-------- Material for this task
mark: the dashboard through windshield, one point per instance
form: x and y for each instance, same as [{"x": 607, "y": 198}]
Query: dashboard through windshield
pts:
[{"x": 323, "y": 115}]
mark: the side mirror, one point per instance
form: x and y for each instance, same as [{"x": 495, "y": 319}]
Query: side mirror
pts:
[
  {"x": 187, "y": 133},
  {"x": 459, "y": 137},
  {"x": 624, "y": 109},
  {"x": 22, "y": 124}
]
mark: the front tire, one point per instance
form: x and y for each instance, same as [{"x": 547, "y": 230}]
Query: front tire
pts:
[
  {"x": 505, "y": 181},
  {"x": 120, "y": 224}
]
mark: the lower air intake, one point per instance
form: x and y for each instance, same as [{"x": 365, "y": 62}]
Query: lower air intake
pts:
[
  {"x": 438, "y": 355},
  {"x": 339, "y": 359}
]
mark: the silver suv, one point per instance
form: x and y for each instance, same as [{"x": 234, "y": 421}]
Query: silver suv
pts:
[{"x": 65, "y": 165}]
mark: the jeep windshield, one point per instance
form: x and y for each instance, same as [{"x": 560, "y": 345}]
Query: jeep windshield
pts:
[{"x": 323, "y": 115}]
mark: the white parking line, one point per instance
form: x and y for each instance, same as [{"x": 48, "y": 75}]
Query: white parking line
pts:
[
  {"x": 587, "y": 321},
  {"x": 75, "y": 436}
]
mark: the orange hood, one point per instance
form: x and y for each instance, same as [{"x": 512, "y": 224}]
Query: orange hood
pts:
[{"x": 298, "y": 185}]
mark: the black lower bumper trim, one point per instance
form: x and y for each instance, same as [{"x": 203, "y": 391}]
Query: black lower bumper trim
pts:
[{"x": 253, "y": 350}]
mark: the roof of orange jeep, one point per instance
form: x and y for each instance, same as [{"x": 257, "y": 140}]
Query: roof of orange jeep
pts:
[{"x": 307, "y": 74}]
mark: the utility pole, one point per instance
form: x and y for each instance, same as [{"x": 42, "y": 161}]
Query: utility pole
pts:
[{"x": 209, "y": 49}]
----------------
- _Exercise goal_: Write down every entry exactly.

- _Solution to the problem_:
mark: the dashboard through windshield, one point per instance
form: x and y for each instance, same as [{"x": 607, "y": 198}]
Query: dashboard through windshield
pts:
[{"x": 323, "y": 115}]
mark: the side mirror, one point per instance
form: x and y for each instance, same as [{"x": 495, "y": 319}]
Query: side mirror
pts:
[
  {"x": 187, "y": 133},
  {"x": 459, "y": 137},
  {"x": 624, "y": 109},
  {"x": 22, "y": 124}
]
mark: the front tire, one point per instance
form: x and y for each instance, same as [{"x": 547, "y": 230}]
Query: front tire
pts:
[
  {"x": 505, "y": 181},
  {"x": 120, "y": 224}
]
mark: the lower air intake, one point per instance
form: x and y for each instance, same as [{"x": 365, "y": 62}]
Query: lower air intake
pts:
[
  {"x": 438, "y": 355},
  {"x": 339, "y": 359}
]
mark: the silver suv, one point per instance
form: x and y for each instance, same as [{"x": 234, "y": 421}]
Query: silver suv
pts:
[{"x": 65, "y": 165}]
mark: the jeep windshield, one point per instance
form: x and y for each instance, same as [{"x": 560, "y": 345}]
Query: jeep windshield
pts:
[{"x": 323, "y": 115}]
mark: the white parking line, one point per instance
form: x and y for each instance, same as [{"x": 48, "y": 75}]
Query: white parking line
pts:
[
  {"x": 587, "y": 321},
  {"x": 75, "y": 436}
]
mark: the orange hood, one point per instance
form: x and y for each instance, same as [{"x": 512, "y": 224}]
Query: orange hood
pts:
[{"x": 298, "y": 185}]
mark: the black lower bumper trim, one point per instance
form: x and y for each instance, same as [{"x": 203, "y": 391}]
Query: black lower bumper trim
pts:
[{"x": 253, "y": 350}]
mark: the roof of orange jeep, one point per instance
form: x and y for each instance, same as [{"x": 257, "y": 140}]
Query: roof of orange jeep
pts:
[{"x": 307, "y": 74}]
mark: the utility pole, one point per instance
form: x and y for each instance, same as [{"x": 42, "y": 161}]
Query: utility pole
pts:
[{"x": 209, "y": 49}]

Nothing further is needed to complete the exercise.